Exercise directions:
Look through the records below, and copy out every line that holds the string "frame".

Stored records
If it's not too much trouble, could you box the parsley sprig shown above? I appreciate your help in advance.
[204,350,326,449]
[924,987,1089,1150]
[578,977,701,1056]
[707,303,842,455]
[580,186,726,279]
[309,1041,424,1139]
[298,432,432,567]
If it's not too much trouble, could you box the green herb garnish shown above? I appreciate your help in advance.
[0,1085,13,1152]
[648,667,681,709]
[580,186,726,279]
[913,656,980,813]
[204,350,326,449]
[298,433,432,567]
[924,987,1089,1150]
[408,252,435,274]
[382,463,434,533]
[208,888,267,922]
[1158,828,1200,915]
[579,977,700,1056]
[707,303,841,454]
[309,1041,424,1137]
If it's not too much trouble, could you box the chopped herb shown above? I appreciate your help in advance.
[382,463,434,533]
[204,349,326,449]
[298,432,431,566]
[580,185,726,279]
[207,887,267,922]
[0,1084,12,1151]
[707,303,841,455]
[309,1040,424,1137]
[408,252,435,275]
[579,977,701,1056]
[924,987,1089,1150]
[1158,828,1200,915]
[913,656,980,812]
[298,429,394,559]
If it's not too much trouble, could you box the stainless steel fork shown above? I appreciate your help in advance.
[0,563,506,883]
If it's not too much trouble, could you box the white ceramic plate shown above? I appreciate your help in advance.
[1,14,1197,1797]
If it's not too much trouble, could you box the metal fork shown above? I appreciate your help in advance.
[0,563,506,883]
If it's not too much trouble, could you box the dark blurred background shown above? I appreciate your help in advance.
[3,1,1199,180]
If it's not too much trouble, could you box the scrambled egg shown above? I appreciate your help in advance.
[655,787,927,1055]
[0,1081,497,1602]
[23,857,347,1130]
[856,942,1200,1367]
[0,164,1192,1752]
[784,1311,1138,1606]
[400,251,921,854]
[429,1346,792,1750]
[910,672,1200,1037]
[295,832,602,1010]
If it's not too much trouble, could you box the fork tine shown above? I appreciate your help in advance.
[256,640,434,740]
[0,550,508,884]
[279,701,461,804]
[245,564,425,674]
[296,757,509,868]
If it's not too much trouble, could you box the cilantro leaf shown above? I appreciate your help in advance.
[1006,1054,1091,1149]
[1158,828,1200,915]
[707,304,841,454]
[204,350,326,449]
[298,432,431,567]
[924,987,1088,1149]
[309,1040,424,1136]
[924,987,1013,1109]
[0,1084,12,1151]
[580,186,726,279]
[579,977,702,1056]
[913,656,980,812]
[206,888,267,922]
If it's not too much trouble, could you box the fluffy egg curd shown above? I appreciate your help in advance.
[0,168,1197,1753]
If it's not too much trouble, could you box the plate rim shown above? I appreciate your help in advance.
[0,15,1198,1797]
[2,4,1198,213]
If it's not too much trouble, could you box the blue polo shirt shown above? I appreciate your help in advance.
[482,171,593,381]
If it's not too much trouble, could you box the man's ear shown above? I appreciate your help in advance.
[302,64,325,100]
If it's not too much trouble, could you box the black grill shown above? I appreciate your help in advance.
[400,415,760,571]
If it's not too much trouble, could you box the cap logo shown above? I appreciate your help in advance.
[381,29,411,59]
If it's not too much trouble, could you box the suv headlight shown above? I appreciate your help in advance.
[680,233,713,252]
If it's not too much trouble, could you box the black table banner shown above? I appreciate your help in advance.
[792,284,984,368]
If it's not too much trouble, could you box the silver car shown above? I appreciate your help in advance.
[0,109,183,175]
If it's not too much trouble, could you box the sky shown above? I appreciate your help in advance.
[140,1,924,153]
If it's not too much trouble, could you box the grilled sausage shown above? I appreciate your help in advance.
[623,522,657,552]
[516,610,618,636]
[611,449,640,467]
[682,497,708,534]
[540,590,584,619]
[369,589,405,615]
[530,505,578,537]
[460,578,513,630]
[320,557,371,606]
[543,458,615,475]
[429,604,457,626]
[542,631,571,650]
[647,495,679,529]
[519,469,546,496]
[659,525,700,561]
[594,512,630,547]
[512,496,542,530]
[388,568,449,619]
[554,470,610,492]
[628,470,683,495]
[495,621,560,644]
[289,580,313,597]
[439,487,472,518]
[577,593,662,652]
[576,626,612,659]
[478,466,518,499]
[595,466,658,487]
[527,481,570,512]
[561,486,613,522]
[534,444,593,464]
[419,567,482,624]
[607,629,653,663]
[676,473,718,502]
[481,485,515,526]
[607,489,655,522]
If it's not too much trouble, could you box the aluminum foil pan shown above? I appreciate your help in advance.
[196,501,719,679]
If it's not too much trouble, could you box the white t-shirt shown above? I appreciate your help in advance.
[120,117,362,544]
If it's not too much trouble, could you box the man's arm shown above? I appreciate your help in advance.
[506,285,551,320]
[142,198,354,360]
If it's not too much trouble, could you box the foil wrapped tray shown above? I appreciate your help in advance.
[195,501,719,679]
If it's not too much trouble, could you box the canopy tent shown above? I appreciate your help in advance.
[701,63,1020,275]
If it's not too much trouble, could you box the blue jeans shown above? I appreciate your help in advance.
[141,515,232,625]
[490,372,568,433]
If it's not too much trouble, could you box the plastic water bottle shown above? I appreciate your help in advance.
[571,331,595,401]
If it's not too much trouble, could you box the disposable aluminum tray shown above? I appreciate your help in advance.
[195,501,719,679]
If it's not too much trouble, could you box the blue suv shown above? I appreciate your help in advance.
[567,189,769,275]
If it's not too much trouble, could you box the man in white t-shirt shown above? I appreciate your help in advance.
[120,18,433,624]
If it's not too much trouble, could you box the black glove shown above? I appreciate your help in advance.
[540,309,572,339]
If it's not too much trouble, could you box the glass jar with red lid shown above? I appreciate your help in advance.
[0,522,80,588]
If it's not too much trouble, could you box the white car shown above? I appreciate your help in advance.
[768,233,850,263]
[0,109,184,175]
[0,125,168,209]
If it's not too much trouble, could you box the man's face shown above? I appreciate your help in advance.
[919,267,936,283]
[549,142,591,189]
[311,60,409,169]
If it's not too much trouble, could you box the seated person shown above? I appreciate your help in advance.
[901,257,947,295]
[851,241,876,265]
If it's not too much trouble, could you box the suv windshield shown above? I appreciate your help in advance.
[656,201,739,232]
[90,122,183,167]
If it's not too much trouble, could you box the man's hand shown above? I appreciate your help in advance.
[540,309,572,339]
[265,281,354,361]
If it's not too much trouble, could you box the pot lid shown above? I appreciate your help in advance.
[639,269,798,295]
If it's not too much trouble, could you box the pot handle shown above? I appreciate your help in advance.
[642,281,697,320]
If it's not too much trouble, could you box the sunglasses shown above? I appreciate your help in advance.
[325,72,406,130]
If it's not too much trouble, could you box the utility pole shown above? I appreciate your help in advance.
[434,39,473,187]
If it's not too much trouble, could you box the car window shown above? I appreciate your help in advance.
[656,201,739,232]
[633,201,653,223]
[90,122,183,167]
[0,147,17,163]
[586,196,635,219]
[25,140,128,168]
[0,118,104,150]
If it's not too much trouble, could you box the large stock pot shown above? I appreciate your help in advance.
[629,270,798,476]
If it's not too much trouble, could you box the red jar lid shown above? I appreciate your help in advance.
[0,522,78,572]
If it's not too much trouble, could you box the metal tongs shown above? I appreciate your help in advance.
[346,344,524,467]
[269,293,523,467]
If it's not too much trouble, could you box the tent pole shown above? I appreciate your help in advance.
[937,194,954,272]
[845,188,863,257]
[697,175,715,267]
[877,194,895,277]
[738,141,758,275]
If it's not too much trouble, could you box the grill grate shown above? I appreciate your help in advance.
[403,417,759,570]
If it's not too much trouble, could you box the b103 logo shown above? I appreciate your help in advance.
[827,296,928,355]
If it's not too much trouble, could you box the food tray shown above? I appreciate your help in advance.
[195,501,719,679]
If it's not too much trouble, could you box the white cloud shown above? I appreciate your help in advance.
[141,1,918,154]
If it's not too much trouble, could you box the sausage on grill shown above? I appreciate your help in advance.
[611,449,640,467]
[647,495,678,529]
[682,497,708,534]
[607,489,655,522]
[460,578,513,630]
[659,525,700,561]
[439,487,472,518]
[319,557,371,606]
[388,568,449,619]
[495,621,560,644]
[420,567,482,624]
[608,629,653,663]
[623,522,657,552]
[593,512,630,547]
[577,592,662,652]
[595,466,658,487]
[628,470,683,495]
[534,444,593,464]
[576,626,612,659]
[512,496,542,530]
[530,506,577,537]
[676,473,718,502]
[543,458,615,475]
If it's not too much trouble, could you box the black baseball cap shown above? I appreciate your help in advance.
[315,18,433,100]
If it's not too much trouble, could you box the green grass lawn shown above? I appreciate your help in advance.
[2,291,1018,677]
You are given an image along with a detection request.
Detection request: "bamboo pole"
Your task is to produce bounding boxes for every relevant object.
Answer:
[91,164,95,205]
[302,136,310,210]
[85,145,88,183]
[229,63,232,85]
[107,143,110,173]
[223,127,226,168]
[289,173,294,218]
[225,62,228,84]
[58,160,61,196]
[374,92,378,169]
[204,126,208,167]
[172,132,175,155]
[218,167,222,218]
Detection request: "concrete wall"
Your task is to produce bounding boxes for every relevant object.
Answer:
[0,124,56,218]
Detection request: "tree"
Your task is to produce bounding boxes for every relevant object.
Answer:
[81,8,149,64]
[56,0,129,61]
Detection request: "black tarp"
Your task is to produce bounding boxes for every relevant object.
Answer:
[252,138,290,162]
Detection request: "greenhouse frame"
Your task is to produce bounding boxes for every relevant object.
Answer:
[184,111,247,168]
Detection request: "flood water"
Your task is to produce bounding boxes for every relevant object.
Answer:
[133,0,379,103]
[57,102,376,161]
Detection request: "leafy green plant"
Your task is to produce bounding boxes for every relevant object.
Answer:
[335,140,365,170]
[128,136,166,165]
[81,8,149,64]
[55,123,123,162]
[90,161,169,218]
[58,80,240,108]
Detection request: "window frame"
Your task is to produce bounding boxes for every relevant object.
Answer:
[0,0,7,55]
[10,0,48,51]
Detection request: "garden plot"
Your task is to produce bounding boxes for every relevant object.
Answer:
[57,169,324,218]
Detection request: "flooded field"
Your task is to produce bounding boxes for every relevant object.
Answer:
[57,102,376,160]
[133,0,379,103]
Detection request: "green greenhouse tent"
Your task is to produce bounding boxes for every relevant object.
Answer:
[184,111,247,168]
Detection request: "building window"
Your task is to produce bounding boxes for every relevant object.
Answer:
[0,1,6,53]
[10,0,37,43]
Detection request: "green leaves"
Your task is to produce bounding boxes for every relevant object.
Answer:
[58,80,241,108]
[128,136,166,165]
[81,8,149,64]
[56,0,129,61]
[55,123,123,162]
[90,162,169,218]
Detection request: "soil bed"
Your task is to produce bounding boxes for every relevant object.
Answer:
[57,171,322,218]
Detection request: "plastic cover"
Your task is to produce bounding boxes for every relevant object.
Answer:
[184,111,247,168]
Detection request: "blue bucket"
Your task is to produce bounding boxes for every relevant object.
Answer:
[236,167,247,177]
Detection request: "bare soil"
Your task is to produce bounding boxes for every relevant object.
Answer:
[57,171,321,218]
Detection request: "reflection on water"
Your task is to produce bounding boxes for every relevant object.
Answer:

Exercise response:
Detection request: "greenhouse frame"
Detection request: "window frame"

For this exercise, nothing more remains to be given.